• [Request]
Copy out all the entries below, swapping each "bunny" for "rabbit" and keeping everything else the same. Omit the pictures from your copy.

• [Source records]
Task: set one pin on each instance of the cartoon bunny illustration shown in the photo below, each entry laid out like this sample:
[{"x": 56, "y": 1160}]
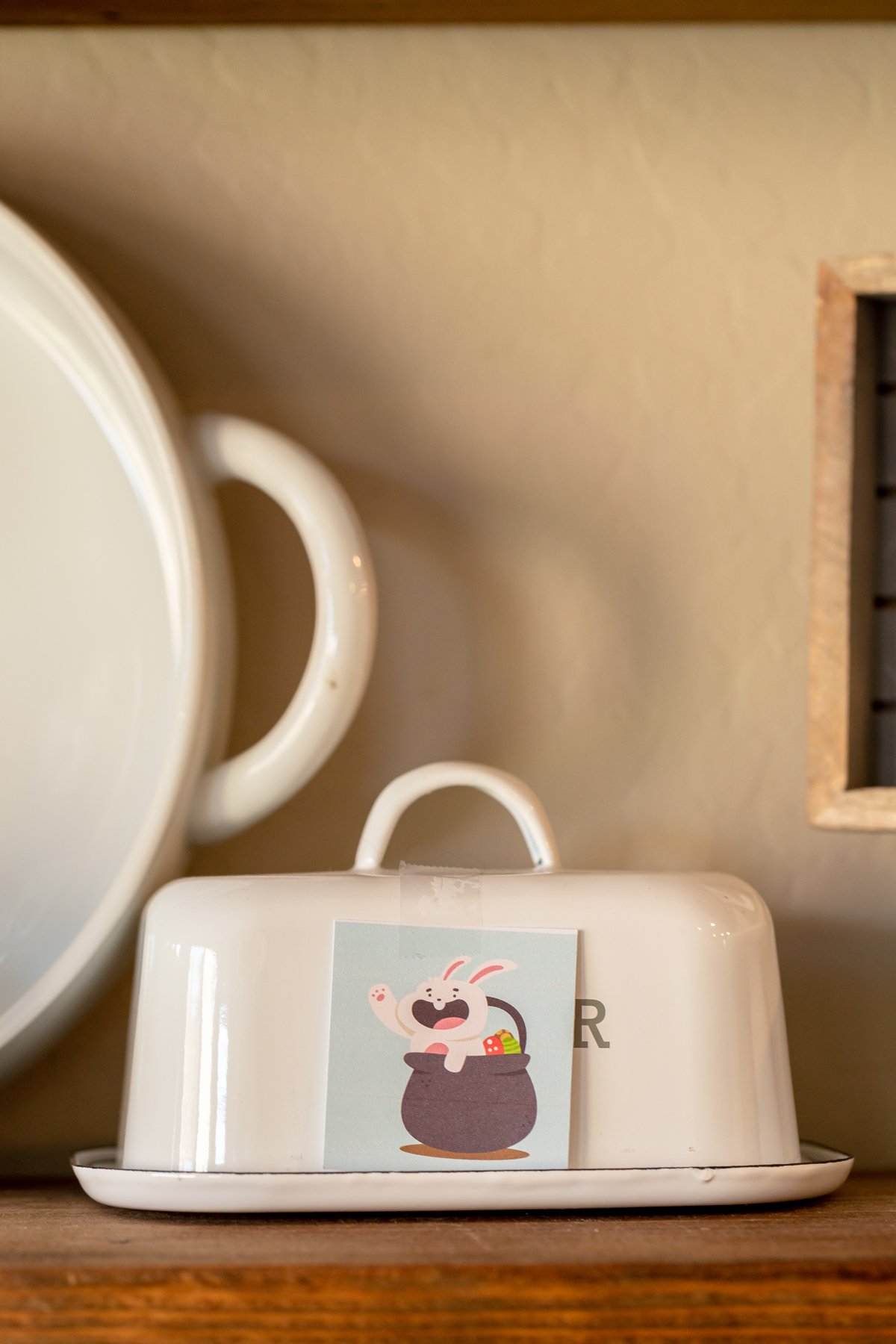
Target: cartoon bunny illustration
[{"x": 442, "y": 1016}]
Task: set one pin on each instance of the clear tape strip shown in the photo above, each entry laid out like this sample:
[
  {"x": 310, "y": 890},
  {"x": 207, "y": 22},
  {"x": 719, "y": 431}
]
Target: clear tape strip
[{"x": 447, "y": 898}]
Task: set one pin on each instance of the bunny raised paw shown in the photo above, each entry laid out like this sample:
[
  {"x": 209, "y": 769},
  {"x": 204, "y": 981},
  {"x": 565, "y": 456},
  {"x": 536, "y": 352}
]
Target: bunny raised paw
[{"x": 444, "y": 1015}]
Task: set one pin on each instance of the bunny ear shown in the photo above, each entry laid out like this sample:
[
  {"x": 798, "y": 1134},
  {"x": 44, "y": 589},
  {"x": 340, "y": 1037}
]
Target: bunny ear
[
  {"x": 491, "y": 968},
  {"x": 454, "y": 965}
]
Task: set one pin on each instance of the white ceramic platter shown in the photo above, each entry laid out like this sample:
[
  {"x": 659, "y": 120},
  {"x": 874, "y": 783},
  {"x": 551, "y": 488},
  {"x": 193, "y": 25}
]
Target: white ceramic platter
[
  {"x": 117, "y": 652},
  {"x": 820, "y": 1172}
]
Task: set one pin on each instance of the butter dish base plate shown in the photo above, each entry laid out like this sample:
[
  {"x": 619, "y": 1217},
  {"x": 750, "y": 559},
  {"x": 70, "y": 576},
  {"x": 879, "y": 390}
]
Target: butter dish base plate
[{"x": 820, "y": 1172}]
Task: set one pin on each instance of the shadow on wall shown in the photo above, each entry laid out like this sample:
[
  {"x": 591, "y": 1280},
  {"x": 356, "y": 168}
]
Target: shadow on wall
[{"x": 840, "y": 999}]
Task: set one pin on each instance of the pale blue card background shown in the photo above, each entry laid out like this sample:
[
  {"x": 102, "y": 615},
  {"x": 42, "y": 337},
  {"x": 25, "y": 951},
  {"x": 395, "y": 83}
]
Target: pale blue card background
[{"x": 367, "y": 1071}]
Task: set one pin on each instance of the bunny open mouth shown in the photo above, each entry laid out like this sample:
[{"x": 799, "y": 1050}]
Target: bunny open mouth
[{"x": 441, "y": 1019}]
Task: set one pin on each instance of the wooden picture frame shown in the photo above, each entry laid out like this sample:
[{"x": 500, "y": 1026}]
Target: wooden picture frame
[{"x": 841, "y": 692}]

• [Answer]
Task: set one pin on each instance of the cartoon rabbit illustration shown in the photo below, each entry laid out like this sample:
[{"x": 56, "y": 1160}]
Target: cartoon rabbit illustration
[{"x": 442, "y": 1016}]
Task: set one pin on each instance of the clear tape strip shown in the photo above, each entry laid out like this sample:
[
  {"x": 310, "y": 890},
  {"x": 207, "y": 22},
  {"x": 719, "y": 431}
]
Target: clear tape strip
[{"x": 447, "y": 898}]
Task: set one pin on each instance of the rabbit raised paw shown in the photo above, each entry laid out like this sample:
[
  {"x": 209, "y": 769},
  {"x": 204, "y": 981},
  {"x": 565, "y": 456},
  {"x": 536, "y": 352}
]
Target: rabbit raised paw
[{"x": 444, "y": 1015}]
Task: set one pin on each instance of the rabbit ear shown in the photo above, each entry laid out like this sample:
[
  {"x": 798, "y": 1134},
  {"x": 44, "y": 589},
  {"x": 340, "y": 1037}
]
Target: rabbit ear
[
  {"x": 491, "y": 968},
  {"x": 454, "y": 965}
]
Task: set one pin on each instance of the white ceramic platter shown in the photo above, each entry laid out like this sample:
[
  {"x": 659, "y": 120},
  {"x": 874, "y": 783},
  {"x": 551, "y": 488},
  {"x": 193, "y": 25}
]
Target: white ceramic platter
[
  {"x": 117, "y": 652},
  {"x": 820, "y": 1172}
]
Task: set one pin on each instance of the butter dish base plate shown in the photo above, each entry laid out like this sample:
[
  {"x": 619, "y": 1217},
  {"x": 750, "y": 559},
  {"x": 70, "y": 576},
  {"x": 879, "y": 390}
]
Target: butter dish base plate
[{"x": 820, "y": 1172}]
Task: set one pin on each instance of the shadow on wall shown in the photo above, each entry laid out like this sample:
[
  {"x": 591, "y": 1280},
  {"x": 356, "y": 168}
]
Target: shadow on wall
[{"x": 840, "y": 999}]
Task: set one pin on each instance of the pale blue card background shown in the photo above, each entry laid out like this sample:
[
  {"x": 102, "y": 615},
  {"x": 42, "y": 337},
  {"x": 25, "y": 951},
  {"x": 395, "y": 83}
]
Target: pale blue card background
[{"x": 367, "y": 1071}]
Task: set one pin on each instance of the rabbit open mouth shown in the photo above, each entry laid out like this sample:
[{"x": 799, "y": 1050}]
Target: rabbit open mouth
[{"x": 441, "y": 1019}]
Task: set one pin on each instance of the wooden picture frame shown in the photo above, each entry laid out like this sample:
[{"x": 500, "y": 1026}]
Target: wooden picture frame
[{"x": 841, "y": 692}]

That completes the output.